YOUR ASSIGNMENT - Up to and including the line with "[locate] bare branch (one point per instance)", restate every line of the records below word for word, from the first line on, leaving out the pictures.
******************************
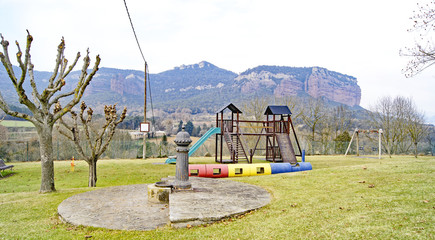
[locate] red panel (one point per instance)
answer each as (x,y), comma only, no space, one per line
(216,170)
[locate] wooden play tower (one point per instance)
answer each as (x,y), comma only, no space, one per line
(277,129)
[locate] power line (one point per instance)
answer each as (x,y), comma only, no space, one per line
(143,57)
(134,32)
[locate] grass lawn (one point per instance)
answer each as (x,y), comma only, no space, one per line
(342,198)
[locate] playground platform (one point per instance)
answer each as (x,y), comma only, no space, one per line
(127,207)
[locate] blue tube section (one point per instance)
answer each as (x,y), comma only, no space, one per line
(280,167)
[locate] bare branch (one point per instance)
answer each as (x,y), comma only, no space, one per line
(71,67)
(81,86)
(60,50)
(7,62)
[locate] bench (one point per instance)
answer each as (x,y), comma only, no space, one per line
(3,167)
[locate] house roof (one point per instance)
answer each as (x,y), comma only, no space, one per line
(277,110)
(230,106)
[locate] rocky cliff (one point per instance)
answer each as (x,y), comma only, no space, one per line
(289,81)
(204,86)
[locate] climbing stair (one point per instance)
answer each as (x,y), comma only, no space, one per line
(286,148)
(235,146)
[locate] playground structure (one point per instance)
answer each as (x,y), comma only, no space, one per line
(243,170)
(358,147)
(277,130)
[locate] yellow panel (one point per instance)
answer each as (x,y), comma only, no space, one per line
(239,170)
(260,169)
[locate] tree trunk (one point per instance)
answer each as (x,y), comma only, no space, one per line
(92,173)
(46,151)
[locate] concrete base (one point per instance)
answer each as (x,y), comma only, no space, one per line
(158,194)
(128,208)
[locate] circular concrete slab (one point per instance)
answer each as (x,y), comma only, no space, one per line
(127,207)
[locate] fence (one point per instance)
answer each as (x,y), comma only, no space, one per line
(130,149)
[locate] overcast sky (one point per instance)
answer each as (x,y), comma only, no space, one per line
(358,38)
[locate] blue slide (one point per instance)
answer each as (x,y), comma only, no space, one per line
(195,146)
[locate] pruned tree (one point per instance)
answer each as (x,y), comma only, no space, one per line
(41,104)
(96,140)
(422,54)
(416,128)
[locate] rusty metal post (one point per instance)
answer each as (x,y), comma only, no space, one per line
(182,165)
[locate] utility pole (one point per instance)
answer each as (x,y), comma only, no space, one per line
(145,113)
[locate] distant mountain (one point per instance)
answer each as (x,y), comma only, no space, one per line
(202,87)
(314,81)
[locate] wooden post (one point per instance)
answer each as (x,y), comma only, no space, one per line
(217,138)
(144,151)
(222,135)
(380,143)
(357,143)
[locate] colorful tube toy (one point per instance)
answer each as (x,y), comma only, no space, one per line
(243,170)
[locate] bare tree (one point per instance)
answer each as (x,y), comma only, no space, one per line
(97,141)
(341,119)
(402,124)
(40,104)
(423,53)
(417,130)
(382,117)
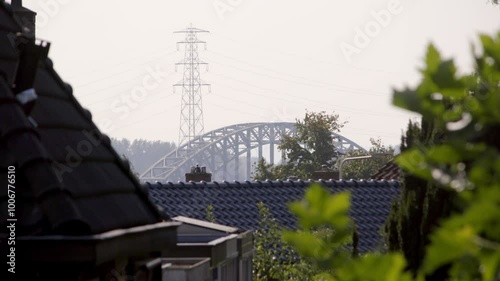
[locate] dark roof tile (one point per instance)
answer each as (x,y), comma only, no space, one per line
(235,204)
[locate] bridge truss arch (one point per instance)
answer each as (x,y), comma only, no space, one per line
(221,151)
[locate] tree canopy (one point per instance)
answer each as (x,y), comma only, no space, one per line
(456,148)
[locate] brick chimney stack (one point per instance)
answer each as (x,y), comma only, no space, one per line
(325,174)
(198,174)
(26,17)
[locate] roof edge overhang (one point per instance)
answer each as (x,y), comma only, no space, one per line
(93,250)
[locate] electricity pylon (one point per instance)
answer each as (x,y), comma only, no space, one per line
(191,121)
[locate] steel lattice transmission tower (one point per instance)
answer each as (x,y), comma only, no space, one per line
(191,121)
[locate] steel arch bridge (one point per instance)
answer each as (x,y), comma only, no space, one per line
(220,150)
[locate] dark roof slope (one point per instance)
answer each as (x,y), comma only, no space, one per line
(390,171)
(235,204)
(66,169)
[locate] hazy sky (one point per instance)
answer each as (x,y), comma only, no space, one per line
(269,60)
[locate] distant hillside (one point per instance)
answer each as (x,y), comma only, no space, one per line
(142,153)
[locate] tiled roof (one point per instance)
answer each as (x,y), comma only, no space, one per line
(67,173)
(235,204)
(390,171)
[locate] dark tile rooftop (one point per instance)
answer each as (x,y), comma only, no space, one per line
(69,180)
(235,204)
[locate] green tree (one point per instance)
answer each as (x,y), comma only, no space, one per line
(306,152)
(465,161)
(365,168)
(422,205)
(274,259)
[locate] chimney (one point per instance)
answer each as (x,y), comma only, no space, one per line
(198,174)
(325,174)
(26,17)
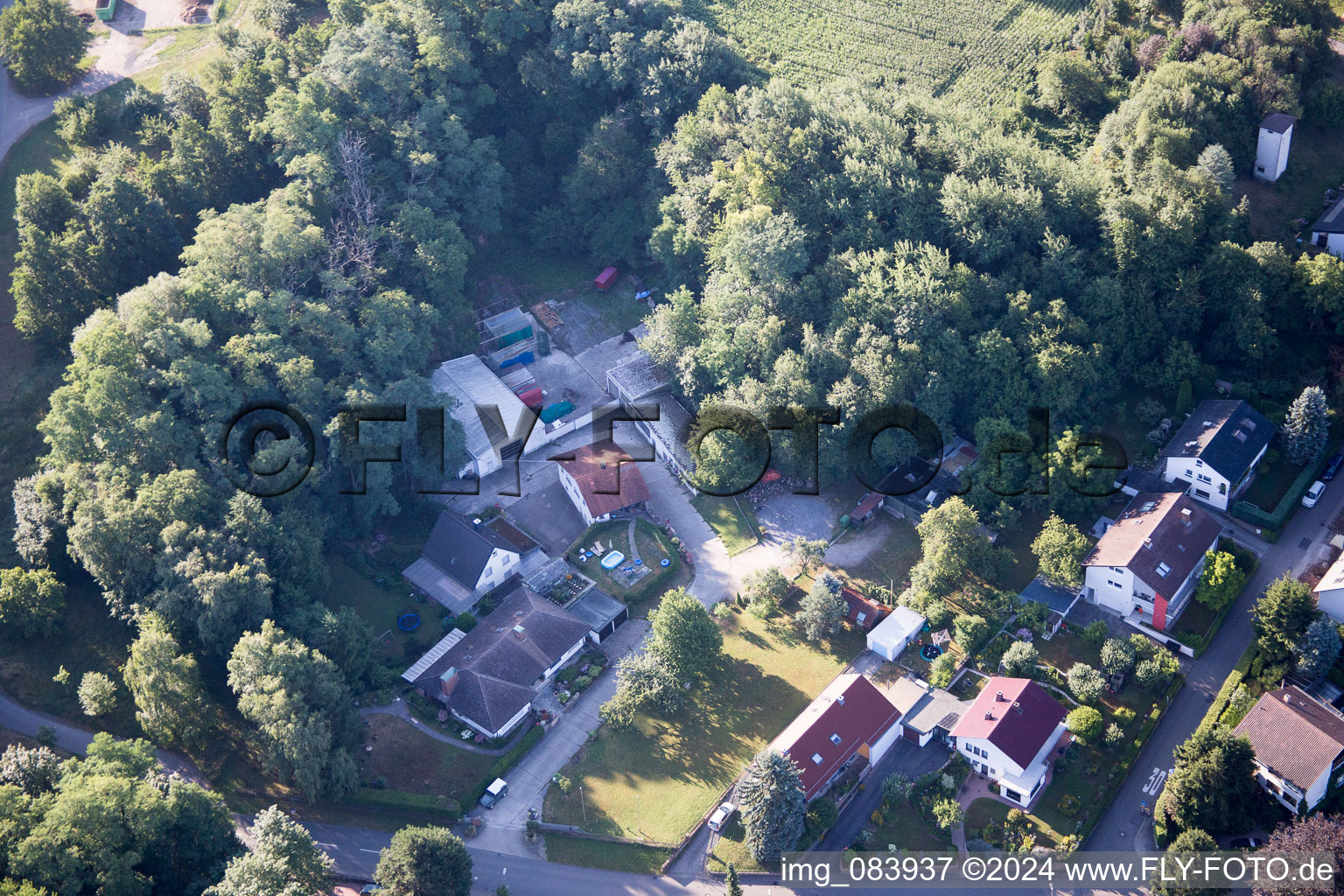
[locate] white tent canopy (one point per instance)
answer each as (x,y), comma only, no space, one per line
(892,634)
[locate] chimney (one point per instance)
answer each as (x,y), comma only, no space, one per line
(448,682)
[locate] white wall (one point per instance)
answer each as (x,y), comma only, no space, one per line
(1334,243)
(1331,602)
(1271,153)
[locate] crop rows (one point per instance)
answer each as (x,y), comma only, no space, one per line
(975,50)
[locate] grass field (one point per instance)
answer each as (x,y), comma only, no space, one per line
(656,780)
(976,50)
(416,763)
(594,853)
(730,522)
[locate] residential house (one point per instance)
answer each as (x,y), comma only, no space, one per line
(850,719)
(927,713)
(1215,452)
(890,639)
(917,486)
(1298,747)
(1150,560)
(1328,231)
(1010,734)
(463,560)
(1329,592)
(488,677)
(640,382)
(863,612)
(601,480)
(495,421)
(601,612)
(1276,137)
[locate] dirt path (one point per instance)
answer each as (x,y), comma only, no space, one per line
(117,55)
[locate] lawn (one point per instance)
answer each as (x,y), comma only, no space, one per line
(887,564)
(984,812)
(905,830)
(1268,491)
(654,546)
(416,763)
(656,780)
(594,853)
(734,527)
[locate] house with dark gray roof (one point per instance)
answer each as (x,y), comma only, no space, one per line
(1214,453)
(1146,564)
(1328,231)
(1298,747)
(466,559)
(488,677)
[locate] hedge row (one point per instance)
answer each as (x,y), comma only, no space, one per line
(1286,504)
(1230,684)
(399,800)
(507,760)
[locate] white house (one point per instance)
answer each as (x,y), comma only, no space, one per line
(495,421)
(1150,560)
(850,719)
(1298,747)
(890,637)
(927,713)
(461,562)
(1010,734)
(1328,231)
(601,480)
(1215,452)
(640,382)
(488,677)
(1271,150)
(1329,592)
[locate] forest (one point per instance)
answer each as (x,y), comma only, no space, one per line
(295,223)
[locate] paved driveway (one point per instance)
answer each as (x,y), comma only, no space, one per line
(1124,826)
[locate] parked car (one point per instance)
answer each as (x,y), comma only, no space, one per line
(496,792)
(721,816)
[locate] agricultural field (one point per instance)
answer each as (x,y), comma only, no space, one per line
(970,50)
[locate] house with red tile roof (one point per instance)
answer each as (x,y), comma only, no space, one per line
(850,719)
(1298,747)
(863,612)
(601,480)
(1010,734)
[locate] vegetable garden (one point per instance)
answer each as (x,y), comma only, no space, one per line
(970,50)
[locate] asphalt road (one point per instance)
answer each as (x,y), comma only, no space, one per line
(1124,826)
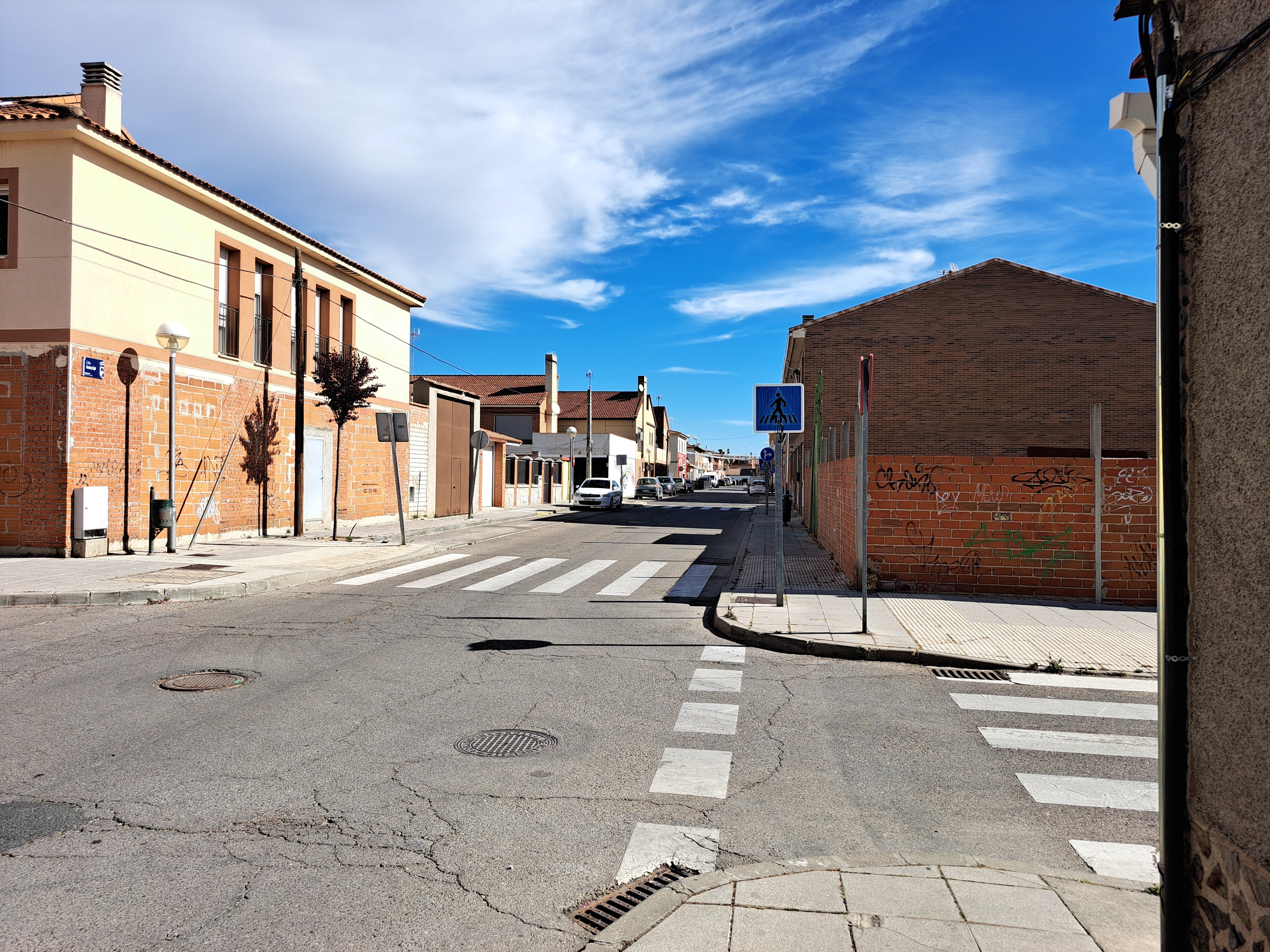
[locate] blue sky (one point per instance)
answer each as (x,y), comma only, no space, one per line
(657,188)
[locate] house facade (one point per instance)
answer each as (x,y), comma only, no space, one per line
(105,242)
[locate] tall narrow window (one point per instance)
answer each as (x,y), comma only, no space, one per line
(295,337)
(263,351)
(8,219)
(322,315)
(227,306)
(346,324)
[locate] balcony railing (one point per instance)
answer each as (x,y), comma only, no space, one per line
(227,337)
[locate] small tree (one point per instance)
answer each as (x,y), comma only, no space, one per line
(260,446)
(345,387)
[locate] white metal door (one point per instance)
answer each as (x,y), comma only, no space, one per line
(316,477)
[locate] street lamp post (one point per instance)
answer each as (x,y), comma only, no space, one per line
(573,479)
(173,337)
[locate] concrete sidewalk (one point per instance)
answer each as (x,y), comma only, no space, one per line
(242,567)
(891,903)
(822,616)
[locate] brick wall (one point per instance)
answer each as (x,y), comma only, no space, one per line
(119,438)
(991,361)
(1008,526)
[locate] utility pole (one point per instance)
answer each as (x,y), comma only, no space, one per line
(589,424)
(298,284)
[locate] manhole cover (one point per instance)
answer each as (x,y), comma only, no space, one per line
(204,681)
(506,743)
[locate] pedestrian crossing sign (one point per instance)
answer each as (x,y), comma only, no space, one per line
(779,408)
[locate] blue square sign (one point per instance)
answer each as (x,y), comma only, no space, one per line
(779,408)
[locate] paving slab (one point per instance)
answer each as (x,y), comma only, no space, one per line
(892,904)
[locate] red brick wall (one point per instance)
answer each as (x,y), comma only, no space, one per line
(1009,526)
(990,361)
(37,475)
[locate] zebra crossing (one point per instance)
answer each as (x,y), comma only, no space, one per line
(686,581)
(1124,860)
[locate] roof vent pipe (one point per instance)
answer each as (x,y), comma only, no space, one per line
(101,97)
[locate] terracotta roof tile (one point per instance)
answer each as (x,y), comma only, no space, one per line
(606,404)
(66,106)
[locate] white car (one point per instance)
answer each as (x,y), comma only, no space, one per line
(599,494)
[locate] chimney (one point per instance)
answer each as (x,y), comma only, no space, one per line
(553,395)
(101,97)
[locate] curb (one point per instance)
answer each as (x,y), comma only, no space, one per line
(820,648)
(658,907)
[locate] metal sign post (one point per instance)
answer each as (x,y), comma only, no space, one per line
(779,409)
(863,400)
(394,428)
(479,440)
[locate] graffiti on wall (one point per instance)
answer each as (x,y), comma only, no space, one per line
(928,559)
(1051,478)
(1014,545)
(919,480)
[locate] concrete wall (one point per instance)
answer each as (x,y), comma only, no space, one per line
(1226,301)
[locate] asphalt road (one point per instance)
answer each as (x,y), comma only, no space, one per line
(324,807)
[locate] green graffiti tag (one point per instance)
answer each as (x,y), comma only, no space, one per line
(1015,546)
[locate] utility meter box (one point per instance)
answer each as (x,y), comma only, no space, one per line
(89,521)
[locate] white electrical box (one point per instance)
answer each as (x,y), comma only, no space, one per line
(89,512)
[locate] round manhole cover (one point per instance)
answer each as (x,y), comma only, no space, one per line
(204,681)
(506,743)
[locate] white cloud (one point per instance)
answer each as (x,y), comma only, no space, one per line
(460,149)
(803,289)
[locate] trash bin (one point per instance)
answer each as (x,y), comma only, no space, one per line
(163,515)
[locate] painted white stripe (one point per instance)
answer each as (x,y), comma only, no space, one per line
(461,572)
(1053,706)
(708,719)
(715,680)
(1130,861)
(1070,742)
(524,572)
(1077,681)
(403,569)
(699,774)
(575,578)
(723,653)
(691,583)
(632,581)
(1091,791)
(655,845)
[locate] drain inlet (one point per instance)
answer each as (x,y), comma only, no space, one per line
(601,913)
(967,674)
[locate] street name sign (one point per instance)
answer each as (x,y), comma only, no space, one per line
(779,408)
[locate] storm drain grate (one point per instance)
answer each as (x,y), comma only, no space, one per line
(968,674)
(204,681)
(601,913)
(506,743)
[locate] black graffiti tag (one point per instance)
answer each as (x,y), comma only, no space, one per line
(916,481)
(1051,478)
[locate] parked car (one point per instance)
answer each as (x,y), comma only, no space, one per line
(599,494)
(648,488)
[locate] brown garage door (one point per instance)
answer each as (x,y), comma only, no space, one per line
(454,455)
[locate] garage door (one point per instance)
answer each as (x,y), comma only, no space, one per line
(454,455)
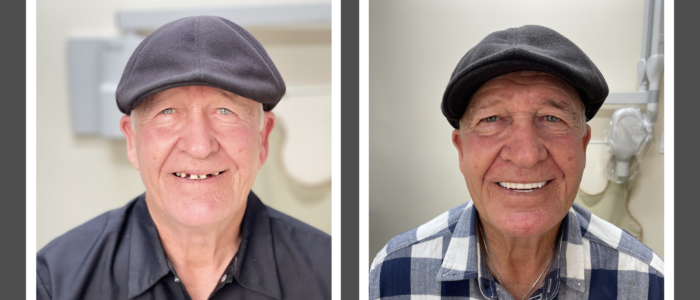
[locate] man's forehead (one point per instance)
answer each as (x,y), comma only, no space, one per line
(184,92)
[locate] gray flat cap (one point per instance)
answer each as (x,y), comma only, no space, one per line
(203,50)
(530,47)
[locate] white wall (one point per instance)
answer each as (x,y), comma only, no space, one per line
(81,177)
(414,47)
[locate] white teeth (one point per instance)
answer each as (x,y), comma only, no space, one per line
(522,186)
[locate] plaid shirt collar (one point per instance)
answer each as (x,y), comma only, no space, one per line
(459,264)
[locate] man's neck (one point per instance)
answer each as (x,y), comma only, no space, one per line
(199,254)
(519,261)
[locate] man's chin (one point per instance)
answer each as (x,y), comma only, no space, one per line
(526,224)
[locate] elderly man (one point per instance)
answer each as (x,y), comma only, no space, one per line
(197,95)
(519,102)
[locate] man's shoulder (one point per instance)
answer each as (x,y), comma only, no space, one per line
(605,241)
(282,221)
(423,239)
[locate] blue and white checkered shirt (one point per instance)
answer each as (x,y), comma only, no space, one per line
(440,260)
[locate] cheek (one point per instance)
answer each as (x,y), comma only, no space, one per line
(155,143)
(569,155)
(479,153)
(240,144)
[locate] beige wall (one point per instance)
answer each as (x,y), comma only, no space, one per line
(414,47)
(81,177)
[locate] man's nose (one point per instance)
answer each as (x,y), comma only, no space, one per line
(524,146)
(198,138)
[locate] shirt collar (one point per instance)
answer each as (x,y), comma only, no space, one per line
(463,259)
(254,265)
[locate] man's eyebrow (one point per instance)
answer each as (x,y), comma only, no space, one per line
(484,104)
(233,97)
(566,106)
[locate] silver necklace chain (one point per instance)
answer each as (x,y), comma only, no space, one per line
(483,237)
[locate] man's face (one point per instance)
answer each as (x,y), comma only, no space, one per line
(197,131)
(523,128)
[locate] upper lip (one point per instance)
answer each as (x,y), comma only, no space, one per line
(197,172)
(529,184)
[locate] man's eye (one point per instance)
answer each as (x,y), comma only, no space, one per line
(491,119)
(551,119)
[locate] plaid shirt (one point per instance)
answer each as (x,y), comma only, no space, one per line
(441,260)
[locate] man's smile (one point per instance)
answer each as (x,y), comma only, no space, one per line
(197,176)
(524,187)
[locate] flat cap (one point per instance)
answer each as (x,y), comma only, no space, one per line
(203,50)
(530,47)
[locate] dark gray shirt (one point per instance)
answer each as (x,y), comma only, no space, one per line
(118,255)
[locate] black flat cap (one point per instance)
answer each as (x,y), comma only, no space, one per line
(530,47)
(202,50)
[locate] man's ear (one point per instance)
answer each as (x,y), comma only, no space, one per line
(125,124)
(265,136)
(586,138)
(457,141)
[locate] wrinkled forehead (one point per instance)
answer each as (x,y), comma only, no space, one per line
(533,81)
(192,94)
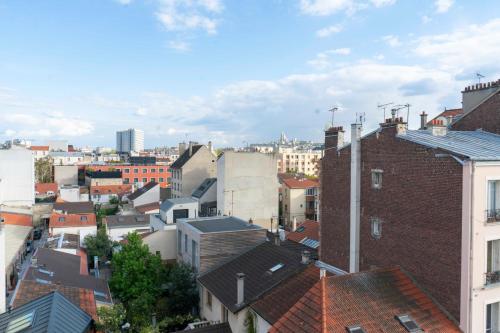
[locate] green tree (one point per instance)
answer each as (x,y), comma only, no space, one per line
******************************
WRITTEN ANSWER -
[locate] red panel (one point per instance)
answer each as (x,y), comma only, no space, one per line
(216,170)
[locate] wooden play tower (one point per instance)
answer each as (x,y), comma only, no space, one per line
(277,129)
[locate] power line (one point per instance)
answer each as (x,y), comma only, no space, one per line
(143,57)
(134,32)
[locate] grass lawn (one point per instance)
answer each as (x,y), comma only, no space, one per line
(342,198)
[locate] playground platform (one point per instance)
answer each as (x,y), comma only, no space, one per line
(127,207)
[locate] blue tube section (one point per instance)
answer each as (x,y), comma only, no space, one per line
(280,167)
[locate] bare branch (one point per instance)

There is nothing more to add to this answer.